- Required task -
Copy out all the lines exactly. Omit pictures.
-------- Listed records
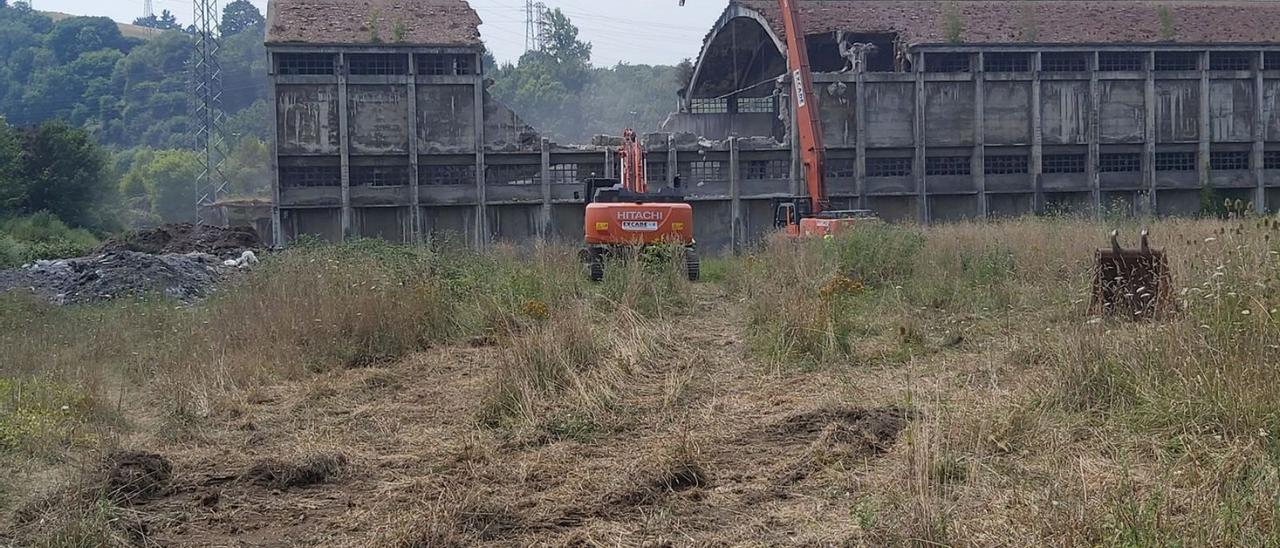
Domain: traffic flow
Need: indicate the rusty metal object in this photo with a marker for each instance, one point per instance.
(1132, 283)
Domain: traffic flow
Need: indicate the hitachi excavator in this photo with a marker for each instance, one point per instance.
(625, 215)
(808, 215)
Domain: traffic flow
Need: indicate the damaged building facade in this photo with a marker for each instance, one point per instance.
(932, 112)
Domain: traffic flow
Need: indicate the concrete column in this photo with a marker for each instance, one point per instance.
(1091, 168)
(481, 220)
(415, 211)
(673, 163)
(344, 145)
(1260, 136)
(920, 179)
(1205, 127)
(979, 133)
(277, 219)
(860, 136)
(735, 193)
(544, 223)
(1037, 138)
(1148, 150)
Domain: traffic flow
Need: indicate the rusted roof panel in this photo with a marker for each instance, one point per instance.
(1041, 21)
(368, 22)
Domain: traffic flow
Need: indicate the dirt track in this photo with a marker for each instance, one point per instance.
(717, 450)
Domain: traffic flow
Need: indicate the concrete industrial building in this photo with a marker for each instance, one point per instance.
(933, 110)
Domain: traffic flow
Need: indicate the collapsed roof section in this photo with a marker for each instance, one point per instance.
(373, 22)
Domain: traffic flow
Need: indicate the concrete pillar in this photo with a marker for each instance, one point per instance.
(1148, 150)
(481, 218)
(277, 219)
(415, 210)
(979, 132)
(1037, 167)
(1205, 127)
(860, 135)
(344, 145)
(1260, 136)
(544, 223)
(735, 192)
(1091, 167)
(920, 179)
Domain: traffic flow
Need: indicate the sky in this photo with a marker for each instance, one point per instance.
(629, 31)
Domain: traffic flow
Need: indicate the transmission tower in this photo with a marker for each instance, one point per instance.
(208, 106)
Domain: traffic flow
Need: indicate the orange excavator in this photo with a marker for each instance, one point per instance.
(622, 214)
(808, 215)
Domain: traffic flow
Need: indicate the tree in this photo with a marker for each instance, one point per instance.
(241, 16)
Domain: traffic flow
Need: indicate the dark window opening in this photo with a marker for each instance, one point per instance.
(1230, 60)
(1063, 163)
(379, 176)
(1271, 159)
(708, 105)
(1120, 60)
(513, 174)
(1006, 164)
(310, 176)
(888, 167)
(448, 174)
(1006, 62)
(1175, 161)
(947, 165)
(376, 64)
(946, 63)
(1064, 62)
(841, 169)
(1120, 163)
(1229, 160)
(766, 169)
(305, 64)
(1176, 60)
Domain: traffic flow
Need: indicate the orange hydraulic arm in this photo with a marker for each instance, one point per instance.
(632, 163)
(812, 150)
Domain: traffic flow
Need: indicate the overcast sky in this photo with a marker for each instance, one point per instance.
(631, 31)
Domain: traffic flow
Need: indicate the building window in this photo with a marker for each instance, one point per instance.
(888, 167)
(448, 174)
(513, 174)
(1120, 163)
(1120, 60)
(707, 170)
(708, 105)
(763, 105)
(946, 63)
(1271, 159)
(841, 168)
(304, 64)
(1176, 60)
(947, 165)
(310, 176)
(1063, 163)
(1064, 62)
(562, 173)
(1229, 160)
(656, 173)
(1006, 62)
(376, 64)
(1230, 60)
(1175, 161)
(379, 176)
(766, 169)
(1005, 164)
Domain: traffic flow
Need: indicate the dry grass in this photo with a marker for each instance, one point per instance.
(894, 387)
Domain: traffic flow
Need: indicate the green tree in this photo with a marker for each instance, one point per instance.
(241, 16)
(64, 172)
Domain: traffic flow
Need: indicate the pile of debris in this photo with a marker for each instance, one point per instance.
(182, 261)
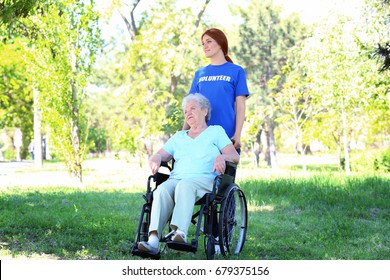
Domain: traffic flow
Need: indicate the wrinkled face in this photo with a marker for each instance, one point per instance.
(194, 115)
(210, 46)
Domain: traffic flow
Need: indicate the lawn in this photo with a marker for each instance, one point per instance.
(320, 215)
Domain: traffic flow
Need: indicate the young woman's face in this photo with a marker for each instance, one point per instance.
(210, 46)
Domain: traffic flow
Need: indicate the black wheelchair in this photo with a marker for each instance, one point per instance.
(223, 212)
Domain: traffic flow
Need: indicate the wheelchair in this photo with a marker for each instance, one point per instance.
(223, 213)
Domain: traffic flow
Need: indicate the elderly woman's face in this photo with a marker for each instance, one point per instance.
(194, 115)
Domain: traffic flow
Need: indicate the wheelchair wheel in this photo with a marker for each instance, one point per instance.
----------------
- Written solution -
Domain: traffic flow
Need: indicate the rusty metal object in this photo with a marker for each instance, one point per instance.
(1132, 283)
Domain: traffic flow
Need: indicate the hitachi excavator in this photo with a marker for each instance, one point per instance.
(625, 215)
(808, 215)
Domain: traffic flow
Need: indicate the damaged building facade in this photo with a marker for each instance, one point per instance.
(932, 112)
Domain: traffic flow
Need: indicate the concrete column in this photo with a marker for each instance, one point per instance.
(1091, 168)
(481, 220)
(415, 211)
(673, 163)
(344, 145)
(1260, 136)
(920, 179)
(1205, 127)
(979, 133)
(277, 219)
(860, 136)
(735, 193)
(544, 223)
(1037, 138)
(1148, 150)
Domain: traffic flow
Need: indicate the rusted roof panel in this photo with a marker for each instance, one point per instance.
(1041, 21)
(368, 22)
Domain: traffic flow
Need: indicate the dirt track in this photo with a marker for each instance, one point per instance.
(717, 450)
Domain: traffic flow
Need: indicate the concrete industrial building in this photo with a marker for each instance, one point per instance.
(933, 110)
Domain: traffic flow
Need: indicate the collapsed roof section in this photo with a marker for each instance, one point per instance.
(373, 22)
Domain: traffic flow
Need: indicate the concrete pillar in this photo with a marker for each instance, one point per instance.
(1148, 150)
(481, 218)
(277, 219)
(415, 210)
(979, 132)
(1037, 167)
(1205, 127)
(860, 135)
(344, 145)
(1260, 136)
(544, 223)
(735, 192)
(1091, 167)
(920, 179)
Domain: traffic flow
Need: indicate the sky in this photo with a marker for each instance, one point per instance.
(629, 31)
Domain: traffic flow
Need: indicate the transmission tower in this photo with a marker for each instance, one point per instance.
(208, 106)
Domain: traffic flow
Need: indicate the orange excavator in this photo with a marker for each instance, one point per instance.
(622, 214)
(808, 215)
Domain: traffic flow
Need: indicate the tree in this photo with a marker for each instance, one point per instance.
(241, 16)
Domain: traffic flow
Need: indicate the dark window opening in this photo with a marker for each instance, one point per instance.
(1230, 60)
(1063, 163)
(379, 176)
(1271, 159)
(708, 105)
(1120, 60)
(513, 174)
(1006, 164)
(310, 176)
(888, 167)
(448, 174)
(1006, 62)
(1175, 161)
(947, 165)
(376, 64)
(946, 63)
(1064, 62)
(841, 169)
(1120, 163)
(1229, 160)
(766, 169)
(305, 64)
(1176, 60)
Domain: traffic flow
Need: indicate the orange hydraulic arm in this photo with a marker for each instance, one point per instance.
(632, 163)
(812, 150)
Domain: traffic flow
Need: indicate the overcast sky in this photo with a marker for each instance, one point per instance.
(631, 31)
Domain: traffic flow
Need: indicate the building window in this photo with a marker for each instance, one point per instance.
(888, 167)
(448, 174)
(513, 174)
(1120, 163)
(1120, 60)
(707, 170)
(708, 105)
(763, 105)
(946, 63)
(1271, 159)
(841, 168)
(304, 64)
(1176, 60)
(947, 165)
(310, 176)
(1063, 163)
(1064, 62)
(562, 173)
(1229, 160)
(656, 173)
(1006, 62)
(376, 64)
(1230, 60)
(1175, 161)
(379, 176)
(766, 169)
(1005, 164)
Domain: traffic flow
Need: indicate the dry grass in this photo with a marker for each instance, one point per instance.
(894, 387)
Domain: traffic flow
Need: indicate the green tree in this photo with a marker for each instance, one point per instance.
(241, 16)
(64, 172)
Domain: traffic flow
Need: indicate the pile of debris in this photo with a marker for each instance, one point per instance.
(182, 261)
Domain: traffic flow
Need: indicate the wrinkled face in this photo with a marker for each instance, one point per instance.
(194, 115)
(210, 46)
Domain: traffic flow
Need: indicate the lawn in this photo with a marker for each instance, one point per instance.
(320, 215)
Domain: traffic flow
Need: indicate the young woman's face in this photo with a marker for each instance, one point per instance.
(210, 46)
Domain: traffic flow
Need: indicate the black wheelchair in this photo with a marker for each instance, one point per instance.
(223, 212)
Domain: traffic flow
Need: indicate the wheelchair in this photo with a marker for each instance, one point per instance.
(223, 213)
Domain: traffic flow
Need: indicate the elderly woman's face in this photo with a marker for each instance, one point per instance.
(194, 115)
Domain: traffic flow
Need: indicate the wheelchair wheel in this photo with a marker for each instance, one point per instance.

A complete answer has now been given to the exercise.